** RECORDED DATA follows **
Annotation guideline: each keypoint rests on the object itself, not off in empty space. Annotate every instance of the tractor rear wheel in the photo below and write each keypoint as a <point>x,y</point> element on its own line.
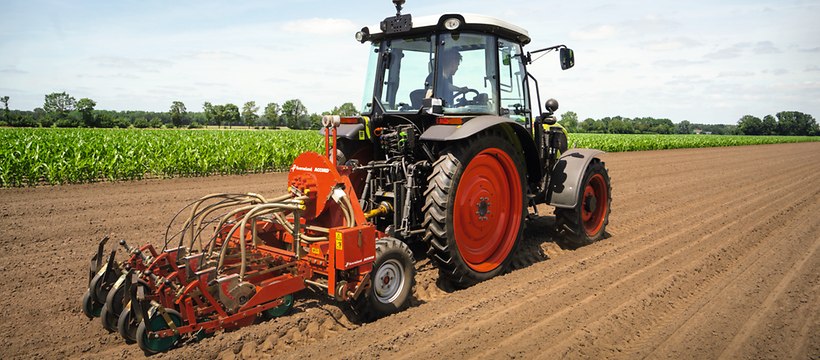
<point>391,281</point>
<point>586,222</point>
<point>474,209</point>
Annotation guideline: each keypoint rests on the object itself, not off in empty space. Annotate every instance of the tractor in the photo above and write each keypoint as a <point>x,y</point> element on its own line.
<point>447,156</point>
<point>449,151</point>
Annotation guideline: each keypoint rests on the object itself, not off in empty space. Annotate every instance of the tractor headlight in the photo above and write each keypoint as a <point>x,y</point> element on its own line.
<point>452,24</point>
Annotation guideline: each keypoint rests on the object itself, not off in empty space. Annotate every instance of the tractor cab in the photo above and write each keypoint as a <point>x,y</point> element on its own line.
<point>459,65</point>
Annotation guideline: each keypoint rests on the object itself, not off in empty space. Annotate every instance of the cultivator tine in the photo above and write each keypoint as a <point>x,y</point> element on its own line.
<point>140,303</point>
<point>168,319</point>
<point>96,260</point>
<point>136,305</point>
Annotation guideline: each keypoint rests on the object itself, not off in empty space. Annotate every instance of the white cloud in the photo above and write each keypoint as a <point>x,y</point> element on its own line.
<point>667,44</point>
<point>319,26</point>
<point>594,32</point>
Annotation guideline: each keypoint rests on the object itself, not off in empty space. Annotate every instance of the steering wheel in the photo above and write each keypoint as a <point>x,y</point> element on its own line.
<point>460,97</point>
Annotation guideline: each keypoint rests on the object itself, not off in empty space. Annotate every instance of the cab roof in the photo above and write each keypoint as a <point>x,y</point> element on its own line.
<point>469,22</point>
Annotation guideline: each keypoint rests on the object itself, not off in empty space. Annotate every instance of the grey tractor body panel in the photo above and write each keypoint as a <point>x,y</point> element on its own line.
<point>567,176</point>
<point>481,123</point>
<point>347,131</point>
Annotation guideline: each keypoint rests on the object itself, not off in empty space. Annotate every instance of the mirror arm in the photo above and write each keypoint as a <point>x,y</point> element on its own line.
<point>529,53</point>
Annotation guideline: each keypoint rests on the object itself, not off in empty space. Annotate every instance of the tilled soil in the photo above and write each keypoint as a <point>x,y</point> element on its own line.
<point>712,253</point>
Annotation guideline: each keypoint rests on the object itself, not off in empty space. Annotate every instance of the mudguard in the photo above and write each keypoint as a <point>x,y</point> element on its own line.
<point>567,175</point>
<point>481,123</point>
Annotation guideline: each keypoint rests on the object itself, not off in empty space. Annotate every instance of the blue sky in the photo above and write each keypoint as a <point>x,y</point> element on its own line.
<point>702,61</point>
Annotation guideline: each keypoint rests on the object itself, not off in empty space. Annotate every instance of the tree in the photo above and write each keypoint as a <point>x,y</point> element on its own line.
<point>769,125</point>
<point>587,125</point>
<point>346,109</point>
<point>249,113</point>
<point>618,126</point>
<point>178,113</point>
<point>230,114</point>
<point>59,103</point>
<point>208,109</point>
<point>86,108</point>
<point>569,120</point>
<point>750,125</point>
<point>293,111</point>
<point>795,123</point>
<point>5,100</point>
<point>685,127</point>
<point>272,114</point>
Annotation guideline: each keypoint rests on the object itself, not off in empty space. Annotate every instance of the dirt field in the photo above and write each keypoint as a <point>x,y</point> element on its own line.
<point>713,253</point>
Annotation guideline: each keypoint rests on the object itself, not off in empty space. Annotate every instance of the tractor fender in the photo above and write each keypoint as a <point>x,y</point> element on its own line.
<point>567,175</point>
<point>348,131</point>
<point>481,123</point>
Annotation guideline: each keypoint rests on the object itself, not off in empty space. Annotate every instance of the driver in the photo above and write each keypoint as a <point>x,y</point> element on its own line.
<point>450,59</point>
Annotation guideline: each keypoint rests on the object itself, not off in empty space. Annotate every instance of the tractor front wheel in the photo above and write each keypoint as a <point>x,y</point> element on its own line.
<point>391,281</point>
<point>586,222</point>
<point>474,209</point>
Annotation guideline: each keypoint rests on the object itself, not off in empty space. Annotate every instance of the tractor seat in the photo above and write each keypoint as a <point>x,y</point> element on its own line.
<point>416,97</point>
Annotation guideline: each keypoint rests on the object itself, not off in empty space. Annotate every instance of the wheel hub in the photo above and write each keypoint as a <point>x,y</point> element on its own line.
<point>590,203</point>
<point>390,281</point>
<point>483,208</point>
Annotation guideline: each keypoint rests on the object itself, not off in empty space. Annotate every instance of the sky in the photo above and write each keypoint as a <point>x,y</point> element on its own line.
<point>703,61</point>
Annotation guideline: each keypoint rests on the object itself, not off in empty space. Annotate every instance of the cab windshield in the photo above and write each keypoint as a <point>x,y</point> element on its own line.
<point>461,69</point>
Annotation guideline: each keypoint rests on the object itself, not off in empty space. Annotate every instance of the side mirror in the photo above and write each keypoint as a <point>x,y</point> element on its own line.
<point>567,58</point>
<point>551,105</point>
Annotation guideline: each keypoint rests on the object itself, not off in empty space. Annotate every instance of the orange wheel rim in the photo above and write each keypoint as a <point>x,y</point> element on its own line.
<point>594,204</point>
<point>487,210</point>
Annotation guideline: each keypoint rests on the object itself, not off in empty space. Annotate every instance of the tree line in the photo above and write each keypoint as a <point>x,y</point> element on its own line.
<point>783,123</point>
<point>63,110</point>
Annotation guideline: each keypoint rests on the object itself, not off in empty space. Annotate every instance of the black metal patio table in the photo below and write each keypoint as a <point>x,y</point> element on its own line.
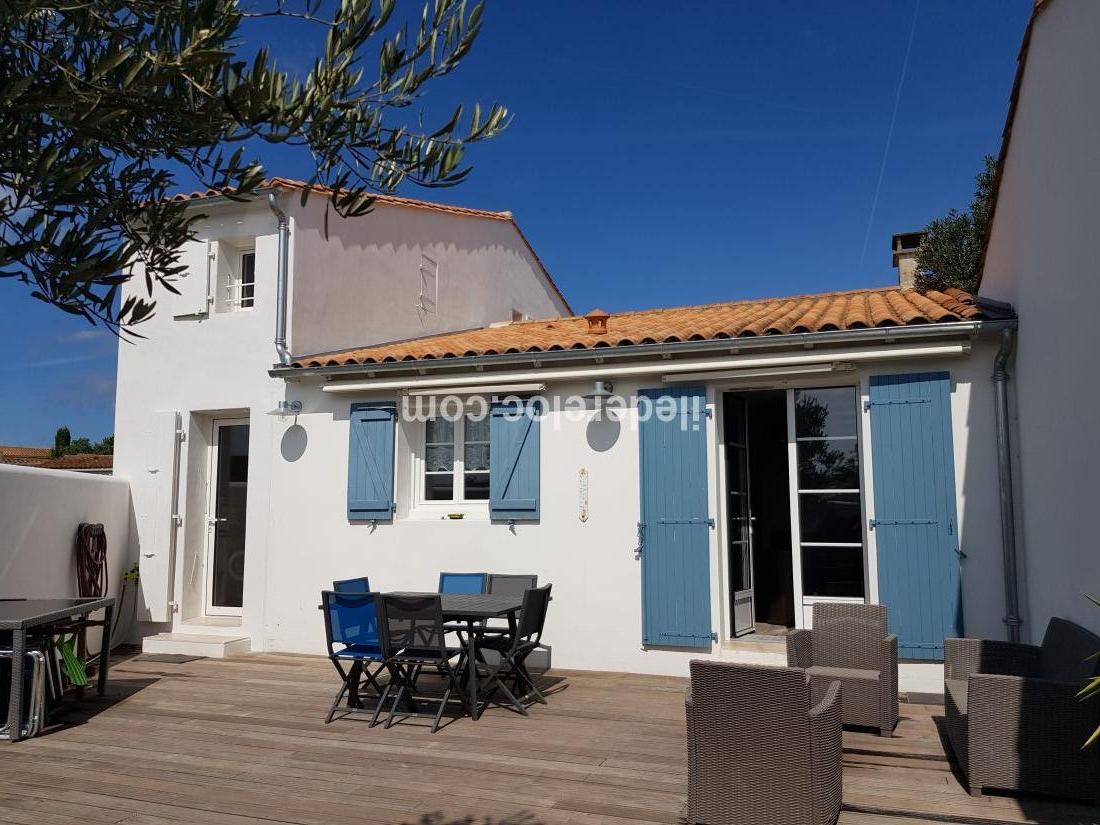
<point>20,615</point>
<point>471,609</point>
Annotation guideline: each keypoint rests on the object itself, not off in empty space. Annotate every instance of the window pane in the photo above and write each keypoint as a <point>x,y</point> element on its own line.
<point>476,486</point>
<point>439,487</point>
<point>833,571</point>
<point>248,278</point>
<point>476,430</point>
<point>475,457</point>
<point>828,464</point>
<point>439,459</point>
<point>735,469</point>
<point>827,411</point>
<point>739,562</point>
<point>831,517</point>
<point>439,431</point>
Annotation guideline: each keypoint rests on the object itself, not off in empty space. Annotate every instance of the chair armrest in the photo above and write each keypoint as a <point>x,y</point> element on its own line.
<point>1044,715</point>
<point>965,657</point>
<point>829,702</point>
<point>800,651</point>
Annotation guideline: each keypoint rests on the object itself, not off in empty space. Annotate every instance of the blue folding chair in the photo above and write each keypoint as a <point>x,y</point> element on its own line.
<point>351,630</point>
<point>352,585</point>
<point>462,582</point>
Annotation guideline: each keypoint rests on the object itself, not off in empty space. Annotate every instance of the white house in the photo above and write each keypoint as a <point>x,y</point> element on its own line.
<point>1042,259</point>
<point>193,435</point>
<point>833,447</point>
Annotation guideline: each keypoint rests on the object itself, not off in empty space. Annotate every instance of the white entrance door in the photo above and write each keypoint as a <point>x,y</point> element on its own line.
<point>226,517</point>
<point>739,510</point>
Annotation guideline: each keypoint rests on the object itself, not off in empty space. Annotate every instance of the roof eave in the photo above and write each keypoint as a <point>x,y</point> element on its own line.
<point>795,340</point>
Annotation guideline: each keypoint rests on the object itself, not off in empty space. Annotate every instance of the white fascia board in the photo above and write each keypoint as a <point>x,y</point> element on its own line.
<point>661,366</point>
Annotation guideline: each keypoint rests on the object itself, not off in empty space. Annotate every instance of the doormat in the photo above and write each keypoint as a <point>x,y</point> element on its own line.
<point>167,658</point>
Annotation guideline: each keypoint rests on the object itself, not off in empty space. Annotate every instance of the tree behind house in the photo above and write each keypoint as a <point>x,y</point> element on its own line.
<point>65,444</point>
<point>950,249</point>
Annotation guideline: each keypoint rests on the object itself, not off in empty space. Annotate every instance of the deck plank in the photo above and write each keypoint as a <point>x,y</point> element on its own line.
<point>241,741</point>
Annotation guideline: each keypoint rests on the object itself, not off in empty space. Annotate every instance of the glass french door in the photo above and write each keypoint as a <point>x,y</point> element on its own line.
<point>739,515</point>
<point>827,496</point>
<point>226,518</point>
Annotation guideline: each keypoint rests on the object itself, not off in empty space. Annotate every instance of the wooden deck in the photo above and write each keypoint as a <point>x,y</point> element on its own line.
<point>240,740</point>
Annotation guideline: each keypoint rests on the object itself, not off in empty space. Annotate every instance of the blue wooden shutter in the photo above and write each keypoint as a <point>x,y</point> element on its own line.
<point>371,460</point>
<point>674,525</point>
<point>513,463</point>
<point>915,525</point>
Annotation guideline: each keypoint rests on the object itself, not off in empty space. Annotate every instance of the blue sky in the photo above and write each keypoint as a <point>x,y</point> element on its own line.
<point>662,154</point>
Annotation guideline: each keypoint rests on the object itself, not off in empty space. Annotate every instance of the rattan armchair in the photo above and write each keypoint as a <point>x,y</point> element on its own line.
<point>759,750</point>
<point>1013,717</point>
<point>849,644</point>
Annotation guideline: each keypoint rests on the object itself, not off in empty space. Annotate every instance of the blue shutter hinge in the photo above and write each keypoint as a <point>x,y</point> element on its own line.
<point>868,404</point>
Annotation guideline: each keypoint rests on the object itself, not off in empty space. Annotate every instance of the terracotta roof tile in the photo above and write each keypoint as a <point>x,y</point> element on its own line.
<point>865,308</point>
<point>8,451</point>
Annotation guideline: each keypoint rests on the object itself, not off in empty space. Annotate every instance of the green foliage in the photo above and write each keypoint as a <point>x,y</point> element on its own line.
<point>1091,690</point>
<point>81,446</point>
<point>105,105</point>
<point>950,249</point>
<point>62,439</point>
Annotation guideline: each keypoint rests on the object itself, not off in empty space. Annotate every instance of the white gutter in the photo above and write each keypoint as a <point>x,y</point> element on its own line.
<point>656,366</point>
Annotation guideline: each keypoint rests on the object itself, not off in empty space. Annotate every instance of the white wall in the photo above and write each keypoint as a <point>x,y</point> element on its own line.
<point>592,565</point>
<point>40,512</point>
<point>361,282</point>
<point>1042,259</point>
<point>343,293</point>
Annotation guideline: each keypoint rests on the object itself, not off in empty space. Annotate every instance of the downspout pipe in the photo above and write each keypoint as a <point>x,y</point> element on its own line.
<point>1004,482</point>
<point>281,282</point>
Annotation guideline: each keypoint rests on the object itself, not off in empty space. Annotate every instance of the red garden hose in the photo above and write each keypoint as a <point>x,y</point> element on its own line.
<point>91,560</point>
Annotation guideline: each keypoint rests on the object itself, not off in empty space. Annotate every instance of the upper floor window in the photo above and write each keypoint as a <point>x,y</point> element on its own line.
<point>248,275</point>
<point>237,275</point>
<point>241,281</point>
<point>454,466</point>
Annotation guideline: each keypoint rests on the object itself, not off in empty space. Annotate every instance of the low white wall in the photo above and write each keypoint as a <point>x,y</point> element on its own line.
<point>40,510</point>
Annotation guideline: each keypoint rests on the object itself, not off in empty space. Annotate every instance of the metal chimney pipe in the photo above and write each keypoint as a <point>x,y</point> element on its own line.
<point>281,282</point>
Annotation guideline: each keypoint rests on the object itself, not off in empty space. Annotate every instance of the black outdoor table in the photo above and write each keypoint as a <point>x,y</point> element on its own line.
<point>20,615</point>
<point>473,608</point>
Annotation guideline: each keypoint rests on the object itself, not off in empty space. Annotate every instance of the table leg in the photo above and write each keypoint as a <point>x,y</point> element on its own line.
<point>472,670</point>
<point>105,651</point>
<point>15,697</point>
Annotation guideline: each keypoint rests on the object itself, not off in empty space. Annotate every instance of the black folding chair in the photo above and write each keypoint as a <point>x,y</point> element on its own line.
<point>413,638</point>
<point>351,622</point>
<point>514,650</point>
<point>362,584</point>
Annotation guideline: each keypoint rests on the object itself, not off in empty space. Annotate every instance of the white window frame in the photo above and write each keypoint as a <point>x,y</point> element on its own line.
<point>234,283</point>
<point>804,603</point>
<point>459,504</point>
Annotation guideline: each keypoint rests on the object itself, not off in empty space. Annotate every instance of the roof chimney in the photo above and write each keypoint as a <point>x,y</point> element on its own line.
<point>597,322</point>
<point>905,245</point>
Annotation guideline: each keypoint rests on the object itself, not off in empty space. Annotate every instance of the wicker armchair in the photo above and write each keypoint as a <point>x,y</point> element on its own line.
<point>759,752</point>
<point>849,644</point>
<point>1013,718</point>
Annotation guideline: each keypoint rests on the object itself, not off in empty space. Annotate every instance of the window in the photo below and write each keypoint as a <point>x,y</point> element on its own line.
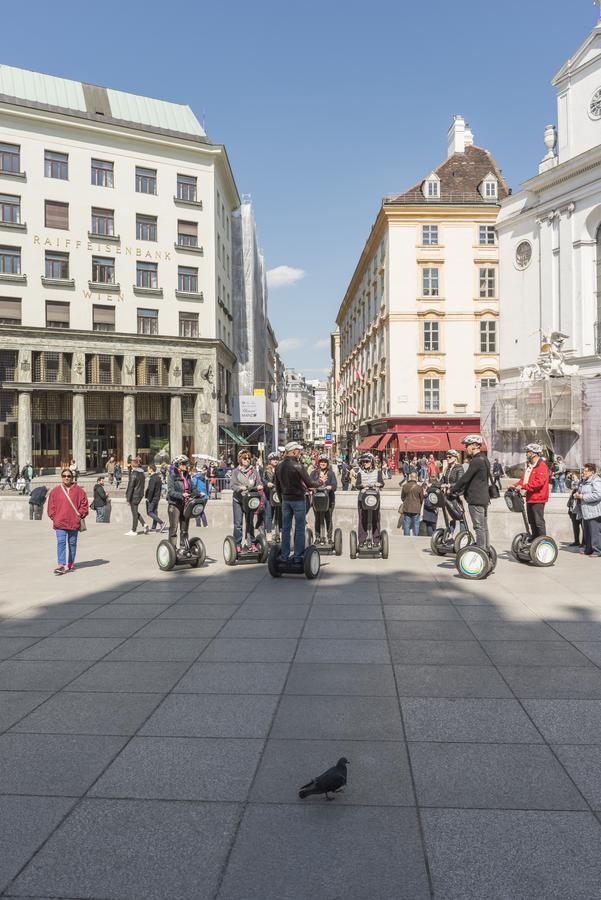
<point>10,260</point>
<point>57,314</point>
<point>103,222</point>
<point>146,228</point>
<point>147,275</point>
<point>429,235</point>
<point>487,235</point>
<point>488,283</point>
<point>187,234</point>
<point>10,311</point>
<point>146,180</point>
<point>10,209</point>
<point>103,318</point>
<point>103,270</point>
<point>187,279</point>
<point>103,173</point>
<point>431,394</point>
<point>188,324</point>
<point>56,215</point>
<point>488,336</point>
<point>429,282</point>
<point>186,188</point>
<point>431,335</point>
<point>148,321</point>
<point>56,165</point>
<point>57,265</point>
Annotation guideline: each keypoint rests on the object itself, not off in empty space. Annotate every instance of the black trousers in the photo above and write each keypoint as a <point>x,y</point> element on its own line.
<point>536,519</point>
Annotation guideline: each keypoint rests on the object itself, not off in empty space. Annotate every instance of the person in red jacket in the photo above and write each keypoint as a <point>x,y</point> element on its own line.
<point>535,482</point>
<point>67,506</point>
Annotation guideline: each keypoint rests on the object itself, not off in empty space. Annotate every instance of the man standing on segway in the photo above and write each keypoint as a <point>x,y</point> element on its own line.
<point>473,484</point>
<point>292,482</point>
<point>535,483</point>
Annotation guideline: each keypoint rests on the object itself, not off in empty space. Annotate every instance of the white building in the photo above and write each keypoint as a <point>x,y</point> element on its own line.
<point>116,321</point>
<point>417,326</point>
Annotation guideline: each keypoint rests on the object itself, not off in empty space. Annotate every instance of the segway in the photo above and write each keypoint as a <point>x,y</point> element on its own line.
<point>541,551</point>
<point>321,505</point>
<point>251,502</point>
<point>444,541</point>
<point>369,501</point>
<point>191,551</point>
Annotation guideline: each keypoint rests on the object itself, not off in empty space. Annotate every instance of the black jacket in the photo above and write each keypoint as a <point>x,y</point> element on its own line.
<point>292,479</point>
<point>153,489</point>
<point>135,486</point>
<point>473,484</point>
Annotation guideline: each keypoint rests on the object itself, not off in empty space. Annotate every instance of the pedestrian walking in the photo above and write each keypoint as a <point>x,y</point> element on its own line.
<point>68,508</point>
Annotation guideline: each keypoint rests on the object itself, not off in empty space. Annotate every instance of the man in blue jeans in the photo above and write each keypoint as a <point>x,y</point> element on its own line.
<point>293,483</point>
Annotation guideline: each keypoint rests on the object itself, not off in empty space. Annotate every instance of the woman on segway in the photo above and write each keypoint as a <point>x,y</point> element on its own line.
<point>245,477</point>
<point>368,476</point>
<point>323,476</point>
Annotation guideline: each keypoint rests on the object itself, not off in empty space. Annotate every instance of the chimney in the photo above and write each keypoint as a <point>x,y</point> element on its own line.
<point>459,135</point>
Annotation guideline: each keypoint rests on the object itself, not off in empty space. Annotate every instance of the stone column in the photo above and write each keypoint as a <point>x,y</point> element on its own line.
<point>79,431</point>
<point>175,426</point>
<point>24,429</point>
<point>129,426</point>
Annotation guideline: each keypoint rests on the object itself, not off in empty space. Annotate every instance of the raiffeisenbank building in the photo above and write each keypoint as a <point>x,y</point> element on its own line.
<point>115,275</point>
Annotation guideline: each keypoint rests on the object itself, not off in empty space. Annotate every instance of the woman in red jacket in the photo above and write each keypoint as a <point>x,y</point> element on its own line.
<point>535,482</point>
<point>67,506</point>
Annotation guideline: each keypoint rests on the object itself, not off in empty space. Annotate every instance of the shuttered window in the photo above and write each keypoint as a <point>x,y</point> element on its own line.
<point>56,214</point>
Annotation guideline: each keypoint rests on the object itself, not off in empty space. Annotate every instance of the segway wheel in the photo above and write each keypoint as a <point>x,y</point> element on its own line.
<point>353,544</point>
<point>436,542</point>
<point>229,551</point>
<point>166,556</point>
<point>311,563</point>
<point>385,544</point>
<point>199,552</point>
<point>543,551</point>
<point>272,562</point>
<point>473,563</point>
<point>338,542</point>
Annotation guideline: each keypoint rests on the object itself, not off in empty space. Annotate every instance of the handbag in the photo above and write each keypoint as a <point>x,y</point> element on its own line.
<point>82,523</point>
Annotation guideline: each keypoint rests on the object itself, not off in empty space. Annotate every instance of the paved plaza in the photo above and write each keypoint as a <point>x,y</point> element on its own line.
<point>155,728</point>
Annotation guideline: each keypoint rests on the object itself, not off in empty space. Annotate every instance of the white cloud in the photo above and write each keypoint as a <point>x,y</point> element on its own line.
** End of RECORDED DATA **
(YOUR INSTRUCTIONS)
Output exactly the lines from the one containing "of the raiffeisenbank" through the last line of the records, both included. Output nothing else.

(RESPONSE TO THIS EXERCISE)
Annotation guideline: each keypoint rests on the object itself, not off in empty space. Annotate every instance of the raiffeisenbank building in the photo above and write each keypoint as a <point>x,y</point> element on its own line.
<point>115,275</point>
Annotation guideline: each keypoint rests on the object itself, not off in empty space. Annotate every instance of the woman in red jacket in the photo above and write each keypoint as a <point>x,y</point> element on its own line.
<point>535,482</point>
<point>67,506</point>
Annotation guideline: each keypoint rests on the object itself, not off in empty space. Annotate every instance of the shuttered window in the photo above and write each keypoint as a <point>x,y</point> element on its own line.
<point>56,214</point>
Annotation guideline: each keypoint rests on the object itself, not off in empty space. Annotate every instance of the segway wheel in the photo above and write each keypoint as a <point>x,y</point> element on its own line.
<point>353,544</point>
<point>436,542</point>
<point>229,551</point>
<point>166,556</point>
<point>311,563</point>
<point>385,544</point>
<point>199,552</point>
<point>543,551</point>
<point>272,562</point>
<point>473,563</point>
<point>338,542</point>
Annotation guideline: each keypoint rests on the object itself, not off in empty space. Annotate every instance of the handbag in the photo above and write each keypoint as a <point>x,y</point> element on its own line.
<point>82,523</point>
Annotation guideline: each keypoint rests on the object itself, not off in empty space. Annotate every instance of the paved plaza in the photo above and write each keypoint as a <point>x,y</point> element on its own line.
<point>155,728</point>
Annotation guideline: each keypoint rests on the object itself, not off in empty space. Annotate every instance of the white cloud in the photo above and write each keypoint as a <point>x,y</point> element on its own line.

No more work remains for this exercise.